◆ **Task requirements**: Output all of the entries exactly as written.
┌────────
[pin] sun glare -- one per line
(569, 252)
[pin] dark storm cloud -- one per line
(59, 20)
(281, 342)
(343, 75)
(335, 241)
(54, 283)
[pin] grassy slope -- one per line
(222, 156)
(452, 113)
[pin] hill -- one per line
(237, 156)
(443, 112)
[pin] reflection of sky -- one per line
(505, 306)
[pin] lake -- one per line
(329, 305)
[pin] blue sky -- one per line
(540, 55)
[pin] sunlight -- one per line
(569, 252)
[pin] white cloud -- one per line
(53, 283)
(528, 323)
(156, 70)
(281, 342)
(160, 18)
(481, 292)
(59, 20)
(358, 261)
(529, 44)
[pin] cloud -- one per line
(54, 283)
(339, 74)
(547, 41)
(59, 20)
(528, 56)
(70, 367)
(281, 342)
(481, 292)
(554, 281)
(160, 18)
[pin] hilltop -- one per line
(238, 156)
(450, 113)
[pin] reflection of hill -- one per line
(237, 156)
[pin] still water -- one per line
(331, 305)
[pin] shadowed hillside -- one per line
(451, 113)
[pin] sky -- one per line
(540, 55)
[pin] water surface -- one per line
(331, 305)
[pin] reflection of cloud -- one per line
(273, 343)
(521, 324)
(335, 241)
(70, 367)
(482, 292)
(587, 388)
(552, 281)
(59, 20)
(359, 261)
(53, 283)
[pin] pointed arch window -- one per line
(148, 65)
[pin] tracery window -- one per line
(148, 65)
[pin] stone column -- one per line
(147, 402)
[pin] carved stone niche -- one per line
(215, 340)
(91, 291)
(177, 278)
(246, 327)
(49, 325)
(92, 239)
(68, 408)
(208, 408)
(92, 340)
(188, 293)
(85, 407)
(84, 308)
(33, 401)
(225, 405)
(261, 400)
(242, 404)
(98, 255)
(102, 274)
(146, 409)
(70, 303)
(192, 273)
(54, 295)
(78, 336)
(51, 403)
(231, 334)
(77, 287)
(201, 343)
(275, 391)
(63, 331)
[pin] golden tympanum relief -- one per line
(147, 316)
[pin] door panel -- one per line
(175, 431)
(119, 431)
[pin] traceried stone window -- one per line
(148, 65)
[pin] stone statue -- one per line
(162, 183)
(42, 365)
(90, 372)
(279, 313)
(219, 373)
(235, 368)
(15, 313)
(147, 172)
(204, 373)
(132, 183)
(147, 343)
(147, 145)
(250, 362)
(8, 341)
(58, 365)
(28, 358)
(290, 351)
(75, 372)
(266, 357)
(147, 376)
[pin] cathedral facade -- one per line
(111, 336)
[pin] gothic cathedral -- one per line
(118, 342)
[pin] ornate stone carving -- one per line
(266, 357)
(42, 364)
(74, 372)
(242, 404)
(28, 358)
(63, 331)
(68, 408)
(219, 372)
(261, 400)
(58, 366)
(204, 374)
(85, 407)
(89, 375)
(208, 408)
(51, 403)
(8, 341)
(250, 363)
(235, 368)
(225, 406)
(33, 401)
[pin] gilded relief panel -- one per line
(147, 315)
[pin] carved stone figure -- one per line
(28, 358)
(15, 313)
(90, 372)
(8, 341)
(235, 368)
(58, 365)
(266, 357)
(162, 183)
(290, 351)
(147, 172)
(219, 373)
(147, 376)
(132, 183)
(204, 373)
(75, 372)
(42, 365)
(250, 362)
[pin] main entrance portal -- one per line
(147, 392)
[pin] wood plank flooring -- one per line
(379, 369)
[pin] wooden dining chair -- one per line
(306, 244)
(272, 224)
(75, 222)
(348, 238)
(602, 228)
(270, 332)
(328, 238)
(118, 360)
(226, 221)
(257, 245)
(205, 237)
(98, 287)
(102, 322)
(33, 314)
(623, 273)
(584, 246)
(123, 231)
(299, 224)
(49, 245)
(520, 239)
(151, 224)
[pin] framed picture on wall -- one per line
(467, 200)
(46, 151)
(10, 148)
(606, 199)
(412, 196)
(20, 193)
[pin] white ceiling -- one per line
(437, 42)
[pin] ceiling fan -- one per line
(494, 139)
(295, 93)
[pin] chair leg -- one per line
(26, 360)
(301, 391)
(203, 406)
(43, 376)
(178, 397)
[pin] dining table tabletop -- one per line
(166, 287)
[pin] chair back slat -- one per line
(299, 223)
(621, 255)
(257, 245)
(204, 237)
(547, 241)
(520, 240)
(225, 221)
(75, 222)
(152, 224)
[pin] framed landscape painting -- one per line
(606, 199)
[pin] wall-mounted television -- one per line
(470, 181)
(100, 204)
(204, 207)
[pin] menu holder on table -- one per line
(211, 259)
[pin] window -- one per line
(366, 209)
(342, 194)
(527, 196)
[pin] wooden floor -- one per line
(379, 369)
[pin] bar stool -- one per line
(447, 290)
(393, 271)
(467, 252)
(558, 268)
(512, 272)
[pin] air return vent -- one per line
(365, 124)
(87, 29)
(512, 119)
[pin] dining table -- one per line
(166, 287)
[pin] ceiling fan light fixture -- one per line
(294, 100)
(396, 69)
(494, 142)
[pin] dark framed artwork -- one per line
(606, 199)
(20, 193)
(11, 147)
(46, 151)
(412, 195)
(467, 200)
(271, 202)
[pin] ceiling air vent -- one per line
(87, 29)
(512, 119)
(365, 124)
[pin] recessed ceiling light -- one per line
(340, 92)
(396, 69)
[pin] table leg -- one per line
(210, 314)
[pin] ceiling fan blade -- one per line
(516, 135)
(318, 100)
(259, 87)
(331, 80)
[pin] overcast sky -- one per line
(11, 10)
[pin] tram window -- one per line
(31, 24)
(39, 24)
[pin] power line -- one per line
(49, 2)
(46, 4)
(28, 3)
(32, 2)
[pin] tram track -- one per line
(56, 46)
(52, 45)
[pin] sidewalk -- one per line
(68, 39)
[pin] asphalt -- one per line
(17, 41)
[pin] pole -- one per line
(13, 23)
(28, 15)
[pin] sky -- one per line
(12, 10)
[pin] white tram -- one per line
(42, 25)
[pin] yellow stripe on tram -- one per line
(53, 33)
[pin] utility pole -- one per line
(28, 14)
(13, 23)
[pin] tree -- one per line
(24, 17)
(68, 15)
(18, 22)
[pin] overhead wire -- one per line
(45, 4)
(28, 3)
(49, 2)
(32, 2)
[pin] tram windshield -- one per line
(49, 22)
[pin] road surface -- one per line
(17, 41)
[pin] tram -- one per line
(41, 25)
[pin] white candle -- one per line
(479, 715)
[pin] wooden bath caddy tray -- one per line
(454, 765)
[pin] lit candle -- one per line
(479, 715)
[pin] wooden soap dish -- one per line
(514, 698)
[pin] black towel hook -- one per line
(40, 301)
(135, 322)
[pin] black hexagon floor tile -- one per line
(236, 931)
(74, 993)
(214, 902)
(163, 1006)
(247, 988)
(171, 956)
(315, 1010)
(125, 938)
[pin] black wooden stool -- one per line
└────────
◆ **Complete response**:
[pin] sun glare -- one per line
(569, 252)
[pin] dark storm cloud -- one per line
(59, 20)
(281, 342)
(343, 75)
(335, 241)
(54, 283)
[pin] grassy slope -- one per line
(222, 156)
(452, 113)
[pin] hill -- one per line
(237, 156)
(443, 112)
[pin] reflection of sky -- one per line
(505, 306)
[pin] lake -- one per line
(329, 305)
[pin] blue sky -- one per line
(540, 55)
[pin] sunlight -- one per line
(569, 252)
[pin] white cloud -- one per line
(53, 283)
(528, 323)
(156, 70)
(281, 342)
(160, 18)
(481, 292)
(59, 20)
(358, 261)
(529, 44)
[pin] cloud -- one per line
(54, 283)
(339, 74)
(547, 41)
(59, 20)
(528, 56)
(70, 367)
(281, 342)
(481, 292)
(554, 281)
(160, 18)
[pin] hilltop -- one per line
(238, 156)
(450, 113)
[pin] reflection of hill -- one per line
(237, 156)
[pin] still water -- one per line
(331, 305)
[pin] shadowed hillside -- one per line
(451, 113)
[pin] sky -- one per line
(540, 55)
[pin] water surface -- one per line
(331, 305)
[pin] reflection of cloud -- one per line
(273, 343)
(521, 324)
(335, 241)
(70, 367)
(482, 292)
(587, 388)
(552, 281)
(59, 20)
(359, 261)
(53, 283)
[pin] pointed arch window -- one per line
(148, 65)
[pin] tracery window -- one per line
(148, 65)
[pin] stone column -- one per line
(147, 402)
[pin] carved stone niche -- one per line
(215, 340)
(91, 291)
(177, 278)
(246, 327)
(49, 325)
(92, 239)
(68, 408)
(208, 408)
(92, 340)
(188, 293)
(85, 407)
(84, 308)
(33, 401)
(225, 405)
(261, 400)
(242, 404)
(98, 255)
(102, 274)
(146, 409)
(70, 303)
(192, 273)
(54, 295)
(78, 336)
(51, 403)
(231, 334)
(77, 287)
(201, 343)
(275, 391)
(63, 331)
[pin] golden tympanum relief -- one per line
(147, 316)
[pin] door panel -- one per line
(175, 431)
(119, 431)
[pin] traceried stone window -- one per line
(148, 65)
[pin] stone statue -- one per line
(162, 183)
(42, 365)
(90, 372)
(279, 313)
(219, 373)
(235, 368)
(15, 313)
(147, 172)
(204, 373)
(132, 183)
(147, 343)
(147, 145)
(250, 362)
(8, 341)
(58, 365)
(28, 358)
(290, 351)
(75, 372)
(266, 357)
(147, 376)
[pin] cathedral facade -- one per line
(111, 336)
[pin] gothic cathedral -- one per line
(118, 342)
[pin] ornate stone carving -- one per line
(266, 357)
(42, 364)
(74, 372)
(242, 404)
(28, 358)
(63, 331)
(68, 408)
(219, 372)
(261, 400)
(58, 366)
(204, 374)
(85, 407)
(89, 375)
(208, 408)
(51, 403)
(8, 341)
(250, 363)
(235, 368)
(225, 406)
(33, 401)
[pin] gilded relief panel -- one per line
(147, 315)
[pin] carved stone figure -- one per line
(28, 358)
(15, 313)
(90, 372)
(8, 341)
(235, 368)
(58, 365)
(266, 357)
(162, 183)
(290, 351)
(147, 172)
(219, 373)
(147, 376)
(132, 183)
(204, 373)
(75, 372)
(42, 365)
(250, 362)
[pin] main entrance portal -- one per line
(147, 392)
[pin] wood plank flooring -- one per line
(379, 369)
[pin] wooden dining chair -- one per line
(306, 244)
(272, 224)
(75, 222)
(348, 238)
(602, 228)
(270, 332)
(328, 238)
(118, 360)
(226, 221)
(257, 245)
(205, 237)
(98, 287)
(102, 322)
(33, 314)
(623, 273)
(584, 246)
(123, 231)
(299, 224)
(49, 245)
(520, 239)
(151, 224)
[pin] framed picture on wall -- one per line
(467, 200)
(46, 151)
(10, 148)
(606, 199)
(412, 196)
(20, 193)
[pin] white ceiling -- one per line
(437, 42)
[pin] ceiling fan -- one per line
(494, 139)
(295, 93)
[pin] chair leg -- one per line
(26, 360)
(301, 391)
(203, 406)
(43, 376)
(178, 397)
[pin] dining table tabletop -- one per line
(166, 287)
[pin] chair back slat -- one per line
(299, 223)
(621, 255)
(257, 245)
(204, 237)
(547, 241)
(520, 240)
(225, 221)
(75, 222)
(152, 224)
[pin] framed landscape painting -- one per line
(606, 199)
[pin] wall-mounted television -- one per line
(470, 181)
(100, 204)
(204, 207)
[pin] menu holder on table -- one per line
(211, 259)
[pin] window -- one per line
(366, 209)
(342, 194)
(527, 196)
[pin] wooden floor -- one per line
(379, 369)
[pin] bar stool -- one per line
(447, 290)
(393, 271)
(467, 252)
(558, 268)
(512, 272)
[pin] air return vent -- one per line
(365, 124)
(87, 29)
(512, 119)
[pin] dining table -- one per line
(166, 287)
[pin] ceiling fan light fixture -- one per line
(294, 100)
(396, 69)
(494, 142)
[pin] dark framed artwork -- one per line
(606, 199)
(20, 193)
(11, 147)
(46, 151)
(412, 195)
(467, 200)
(271, 202)
[pin] ceiling air vent -- one per line
(87, 29)
(512, 119)
(365, 124)
[pin] recessed ceiling light -- one per line
(340, 92)
(396, 69)
[pin] table leg -- one per line
(210, 314)
[pin] ceiling fan blade -- one per line
(516, 135)
(318, 100)
(259, 87)
(331, 80)
[pin] overcast sky -- one per line
(11, 10)
[pin] tram window -- one per line
(31, 24)
(39, 24)
[pin] power line -- one per line
(49, 2)
(46, 4)
(28, 3)
(32, 2)
[pin] tram track -- one per line
(56, 46)
(52, 45)
[pin] sidewalk -- one per line
(68, 39)
[pin] asphalt -- one per line
(17, 41)
[pin] pole -- one per line
(13, 23)
(28, 15)
[pin] sky -- one per line
(12, 10)
[pin] white tram -- one per line
(42, 25)
[pin] yellow stripe on tram -- one per line
(53, 33)
[pin] utility pole -- one per line
(28, 14)
(13, 23)
[pin] tree -- one per line
(24, 17)
(68, 15)
(18, 22)
[pin] overhead wire -- one per line
(45, 4)
(28, 3)
(49, 2)
(32, 2)
[pin] tram windshield -- one per line
(49, 22)
[pin] road surface -- one per line
(17, 41)
[pin] tram -- one per line
(41, 25)
[pin] white candle -- one per line
(479, 715)
[pin] wooden bath caddy tray -- one per line
(454, 765)
[pin] lit candle -- one per line
(479, 715)
[pin] wooden soap dish -- one per line
(514, 698)
[pin] black towel hook -- one per line
(40, 301)
(135, 322)
[pin] black hexagon floor tile -- one per line
(236, 931)
(74, 993)
(214, 902)
(163, 1006)
(247, 988)
(171, 956)
(315, 1010)
(125, 938)
[pin] black wooden stool -- one per line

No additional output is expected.